*Try it:* Reproduce the entries below exactly, but only from the line containing "Each instance of the grey" to the line containing "Each instance of the front fender", inclusive.

*Dataset:*

^^^^^^^^

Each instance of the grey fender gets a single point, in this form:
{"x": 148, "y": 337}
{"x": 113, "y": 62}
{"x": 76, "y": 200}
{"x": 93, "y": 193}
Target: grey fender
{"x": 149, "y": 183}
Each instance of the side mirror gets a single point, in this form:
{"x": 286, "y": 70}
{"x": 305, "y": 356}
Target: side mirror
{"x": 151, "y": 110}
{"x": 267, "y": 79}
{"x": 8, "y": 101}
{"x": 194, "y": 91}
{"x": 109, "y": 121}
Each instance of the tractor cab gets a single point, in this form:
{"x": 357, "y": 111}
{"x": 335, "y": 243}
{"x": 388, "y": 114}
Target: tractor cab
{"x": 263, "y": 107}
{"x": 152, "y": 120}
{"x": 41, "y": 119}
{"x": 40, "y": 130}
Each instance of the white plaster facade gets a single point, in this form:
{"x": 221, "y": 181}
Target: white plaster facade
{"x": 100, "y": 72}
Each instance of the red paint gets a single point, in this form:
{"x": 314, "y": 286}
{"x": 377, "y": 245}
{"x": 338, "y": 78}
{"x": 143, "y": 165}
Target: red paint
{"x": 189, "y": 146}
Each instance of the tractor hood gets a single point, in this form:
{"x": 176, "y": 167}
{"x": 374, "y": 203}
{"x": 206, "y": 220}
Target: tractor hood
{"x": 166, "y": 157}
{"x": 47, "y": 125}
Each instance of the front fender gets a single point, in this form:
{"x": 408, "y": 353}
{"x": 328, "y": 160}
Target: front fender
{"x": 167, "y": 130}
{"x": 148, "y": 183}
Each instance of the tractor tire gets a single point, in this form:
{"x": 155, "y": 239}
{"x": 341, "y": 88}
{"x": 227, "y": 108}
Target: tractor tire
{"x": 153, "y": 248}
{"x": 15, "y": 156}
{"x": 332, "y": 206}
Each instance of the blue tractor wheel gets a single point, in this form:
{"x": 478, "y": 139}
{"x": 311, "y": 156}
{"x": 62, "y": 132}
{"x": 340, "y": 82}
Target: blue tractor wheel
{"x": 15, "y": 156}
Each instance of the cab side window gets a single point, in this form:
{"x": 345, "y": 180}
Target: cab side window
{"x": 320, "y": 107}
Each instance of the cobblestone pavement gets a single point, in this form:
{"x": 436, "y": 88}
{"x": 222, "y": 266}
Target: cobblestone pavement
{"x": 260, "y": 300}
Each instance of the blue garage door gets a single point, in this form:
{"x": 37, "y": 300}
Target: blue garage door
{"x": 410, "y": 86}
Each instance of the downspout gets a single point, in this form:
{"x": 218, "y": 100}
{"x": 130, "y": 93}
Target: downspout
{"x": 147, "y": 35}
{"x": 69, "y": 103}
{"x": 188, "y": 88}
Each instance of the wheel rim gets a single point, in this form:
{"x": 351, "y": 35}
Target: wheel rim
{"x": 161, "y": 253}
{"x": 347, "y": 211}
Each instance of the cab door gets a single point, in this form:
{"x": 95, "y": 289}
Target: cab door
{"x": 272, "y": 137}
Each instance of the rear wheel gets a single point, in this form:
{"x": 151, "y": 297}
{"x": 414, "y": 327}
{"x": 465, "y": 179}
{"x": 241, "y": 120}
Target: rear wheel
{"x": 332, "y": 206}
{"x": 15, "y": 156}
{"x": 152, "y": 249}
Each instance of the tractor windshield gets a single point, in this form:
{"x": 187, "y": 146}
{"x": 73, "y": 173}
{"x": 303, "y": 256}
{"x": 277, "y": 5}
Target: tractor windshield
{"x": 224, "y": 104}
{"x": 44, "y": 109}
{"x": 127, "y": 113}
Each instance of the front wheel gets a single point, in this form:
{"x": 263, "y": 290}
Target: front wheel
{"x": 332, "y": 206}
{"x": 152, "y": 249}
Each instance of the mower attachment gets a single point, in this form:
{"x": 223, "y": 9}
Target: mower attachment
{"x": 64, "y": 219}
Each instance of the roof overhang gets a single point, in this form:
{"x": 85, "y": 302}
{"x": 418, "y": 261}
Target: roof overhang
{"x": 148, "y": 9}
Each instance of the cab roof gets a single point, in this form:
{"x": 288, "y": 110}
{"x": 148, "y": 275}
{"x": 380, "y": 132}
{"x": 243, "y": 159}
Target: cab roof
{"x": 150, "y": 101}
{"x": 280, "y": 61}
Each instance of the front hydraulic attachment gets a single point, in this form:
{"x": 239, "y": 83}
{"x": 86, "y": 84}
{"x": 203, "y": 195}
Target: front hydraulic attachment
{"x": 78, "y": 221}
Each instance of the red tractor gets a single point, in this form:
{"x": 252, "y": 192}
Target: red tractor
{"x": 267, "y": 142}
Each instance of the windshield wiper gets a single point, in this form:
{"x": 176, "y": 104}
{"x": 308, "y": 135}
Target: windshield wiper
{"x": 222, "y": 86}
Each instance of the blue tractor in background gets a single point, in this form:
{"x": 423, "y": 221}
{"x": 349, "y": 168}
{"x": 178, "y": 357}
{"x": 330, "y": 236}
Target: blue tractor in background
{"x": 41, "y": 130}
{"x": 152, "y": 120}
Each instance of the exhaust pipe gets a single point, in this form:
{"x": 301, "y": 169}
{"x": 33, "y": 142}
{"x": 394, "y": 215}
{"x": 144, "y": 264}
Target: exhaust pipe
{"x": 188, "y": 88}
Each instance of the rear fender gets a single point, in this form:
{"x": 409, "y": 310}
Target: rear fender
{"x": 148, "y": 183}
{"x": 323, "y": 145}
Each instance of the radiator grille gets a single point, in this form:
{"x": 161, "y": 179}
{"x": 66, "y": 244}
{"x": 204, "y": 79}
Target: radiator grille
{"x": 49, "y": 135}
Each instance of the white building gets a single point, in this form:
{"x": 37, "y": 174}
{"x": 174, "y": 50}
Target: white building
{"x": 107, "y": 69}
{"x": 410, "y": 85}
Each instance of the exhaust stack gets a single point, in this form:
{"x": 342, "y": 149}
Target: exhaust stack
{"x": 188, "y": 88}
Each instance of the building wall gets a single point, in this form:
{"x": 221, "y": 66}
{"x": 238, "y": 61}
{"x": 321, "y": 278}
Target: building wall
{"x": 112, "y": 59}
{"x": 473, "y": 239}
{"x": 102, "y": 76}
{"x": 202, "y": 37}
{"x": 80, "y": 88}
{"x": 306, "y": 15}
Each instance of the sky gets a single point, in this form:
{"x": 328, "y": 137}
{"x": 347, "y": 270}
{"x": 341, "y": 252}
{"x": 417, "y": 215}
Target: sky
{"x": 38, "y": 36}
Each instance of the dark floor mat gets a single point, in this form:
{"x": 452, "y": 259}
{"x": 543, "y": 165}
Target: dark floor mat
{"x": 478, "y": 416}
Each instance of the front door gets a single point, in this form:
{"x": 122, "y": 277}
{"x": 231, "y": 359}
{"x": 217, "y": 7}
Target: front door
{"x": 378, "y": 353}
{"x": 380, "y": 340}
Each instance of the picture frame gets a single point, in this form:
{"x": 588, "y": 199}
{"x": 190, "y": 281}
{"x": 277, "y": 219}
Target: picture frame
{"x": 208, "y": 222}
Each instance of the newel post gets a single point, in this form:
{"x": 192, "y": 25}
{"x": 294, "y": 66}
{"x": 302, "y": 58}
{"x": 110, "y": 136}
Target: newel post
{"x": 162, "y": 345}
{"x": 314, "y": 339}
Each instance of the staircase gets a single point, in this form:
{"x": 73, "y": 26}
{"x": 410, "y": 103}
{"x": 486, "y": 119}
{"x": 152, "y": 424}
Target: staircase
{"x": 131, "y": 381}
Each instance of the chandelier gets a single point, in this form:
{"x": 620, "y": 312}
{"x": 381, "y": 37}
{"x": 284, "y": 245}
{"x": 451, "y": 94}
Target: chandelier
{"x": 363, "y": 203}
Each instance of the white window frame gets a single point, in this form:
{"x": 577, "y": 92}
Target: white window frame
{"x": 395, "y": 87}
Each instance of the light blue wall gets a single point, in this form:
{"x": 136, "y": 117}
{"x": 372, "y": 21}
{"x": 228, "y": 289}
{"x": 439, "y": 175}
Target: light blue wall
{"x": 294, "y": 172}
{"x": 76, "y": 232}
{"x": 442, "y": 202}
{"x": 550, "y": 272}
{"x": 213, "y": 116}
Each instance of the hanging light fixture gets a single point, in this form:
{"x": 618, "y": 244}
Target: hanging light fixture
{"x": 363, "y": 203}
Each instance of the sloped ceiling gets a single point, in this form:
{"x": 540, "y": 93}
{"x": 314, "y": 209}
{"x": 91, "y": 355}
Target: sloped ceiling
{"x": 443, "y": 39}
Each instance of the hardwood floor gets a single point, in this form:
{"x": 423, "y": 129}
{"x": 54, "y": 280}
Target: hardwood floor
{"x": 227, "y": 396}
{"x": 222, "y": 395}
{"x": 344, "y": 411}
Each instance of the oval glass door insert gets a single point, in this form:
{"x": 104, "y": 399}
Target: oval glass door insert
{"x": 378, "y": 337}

^^^^^^^^

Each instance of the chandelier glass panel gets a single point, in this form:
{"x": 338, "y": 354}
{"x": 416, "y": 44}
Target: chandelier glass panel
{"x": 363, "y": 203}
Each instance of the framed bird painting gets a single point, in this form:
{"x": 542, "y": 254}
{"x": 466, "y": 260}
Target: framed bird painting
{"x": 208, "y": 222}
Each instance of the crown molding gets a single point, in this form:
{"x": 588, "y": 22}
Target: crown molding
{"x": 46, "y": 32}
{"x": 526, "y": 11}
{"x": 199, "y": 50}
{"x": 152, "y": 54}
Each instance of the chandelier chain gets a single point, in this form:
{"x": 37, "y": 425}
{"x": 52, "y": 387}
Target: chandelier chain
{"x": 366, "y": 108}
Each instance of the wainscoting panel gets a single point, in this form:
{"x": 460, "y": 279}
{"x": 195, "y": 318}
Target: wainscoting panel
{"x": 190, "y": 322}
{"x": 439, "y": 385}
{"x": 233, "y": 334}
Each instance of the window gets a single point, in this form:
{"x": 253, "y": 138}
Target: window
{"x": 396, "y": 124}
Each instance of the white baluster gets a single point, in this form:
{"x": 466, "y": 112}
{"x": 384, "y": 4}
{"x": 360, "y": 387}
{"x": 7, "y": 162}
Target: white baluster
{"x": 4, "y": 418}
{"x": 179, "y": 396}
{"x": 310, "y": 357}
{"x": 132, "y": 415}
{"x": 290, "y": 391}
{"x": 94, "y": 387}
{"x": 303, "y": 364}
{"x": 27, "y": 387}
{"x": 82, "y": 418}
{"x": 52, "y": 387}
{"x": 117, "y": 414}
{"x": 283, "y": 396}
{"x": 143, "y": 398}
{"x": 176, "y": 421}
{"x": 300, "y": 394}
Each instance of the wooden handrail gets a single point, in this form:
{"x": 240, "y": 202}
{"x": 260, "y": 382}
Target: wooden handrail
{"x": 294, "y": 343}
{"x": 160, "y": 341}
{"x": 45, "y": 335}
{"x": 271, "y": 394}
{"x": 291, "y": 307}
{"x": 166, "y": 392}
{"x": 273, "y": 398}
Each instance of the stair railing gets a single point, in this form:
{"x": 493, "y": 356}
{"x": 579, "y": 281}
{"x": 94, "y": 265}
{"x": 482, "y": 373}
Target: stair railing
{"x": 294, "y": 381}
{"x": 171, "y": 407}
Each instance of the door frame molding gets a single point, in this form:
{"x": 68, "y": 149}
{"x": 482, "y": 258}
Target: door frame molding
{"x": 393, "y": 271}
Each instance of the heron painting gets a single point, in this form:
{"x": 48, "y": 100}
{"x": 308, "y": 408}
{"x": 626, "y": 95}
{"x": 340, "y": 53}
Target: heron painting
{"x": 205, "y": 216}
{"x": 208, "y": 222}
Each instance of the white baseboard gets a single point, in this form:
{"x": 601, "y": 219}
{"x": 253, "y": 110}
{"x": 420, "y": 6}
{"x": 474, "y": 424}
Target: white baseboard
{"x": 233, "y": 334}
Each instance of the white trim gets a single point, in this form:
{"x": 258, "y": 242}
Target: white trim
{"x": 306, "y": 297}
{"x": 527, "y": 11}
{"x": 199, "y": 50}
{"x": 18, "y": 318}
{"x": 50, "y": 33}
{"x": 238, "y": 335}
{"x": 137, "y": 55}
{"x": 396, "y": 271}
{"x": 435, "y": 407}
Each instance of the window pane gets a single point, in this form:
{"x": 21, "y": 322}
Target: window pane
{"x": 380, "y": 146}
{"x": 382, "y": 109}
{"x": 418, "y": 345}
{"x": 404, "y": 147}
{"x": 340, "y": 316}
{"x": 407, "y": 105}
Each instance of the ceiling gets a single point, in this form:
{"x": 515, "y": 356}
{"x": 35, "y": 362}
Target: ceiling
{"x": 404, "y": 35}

^^^^^^^^

*Completed exercise:*
Each instance of the grey fender gets a single point, in this form:
{"x": 148, "y": 337}
{"x": 113, "y": 62}
{"x": 76, "y": 200}
{"x": 93, "y": 193}
Target: grey fender
{"x": 149, "y": 183}
Each instance of the side mirror gets a single point, in this form:
{"x": 286, "y": 70}
{"x": 305, "y": 356}
Target: side mirror
{"x": 151, "y": 110}
{"x": 267, "y": 79}
{"x": 8, "y": 101}
{"x": 194, "y": 91}
{"x": 109, "y": 121}
Each instance of the tractor cab gets a single point, in this form:
{"x": 357, "y": 111}
{"x": 335, "y": 243}
{"x": 388, "y": 114}
Target: tractor cab
{"x": 263, "y": 107}
{"x": 152, "y": 120}
{"x": 41, "y": 119}
{"x": 40, "y": 130}
Each instance of the white plaster facade gets a single point, in this form:
{"x": 221, "y": 181}
Target: white plaster facade
{"x": 100, "y": 72}
Each instance of the red paint gets a single point, in this form:
{"x": 314, "y": 286}
{"x": 377, "y": 245}
{"x": 338, "y": 78}
{"x": 143, "y": 165}
Target: red paint
{"x": 189, "y": 146}
Each instance of the tractor hood gets a single point, in this form:
{"x": 176, "y": 167}
{"x": 374, "y": 203}
{"x": 206, "y": 220}
Target: tractor hood
{"x": 166, "y": 157}
{"x": 47, "y": 125}
Each instance of the front fender gets a single point, in this form:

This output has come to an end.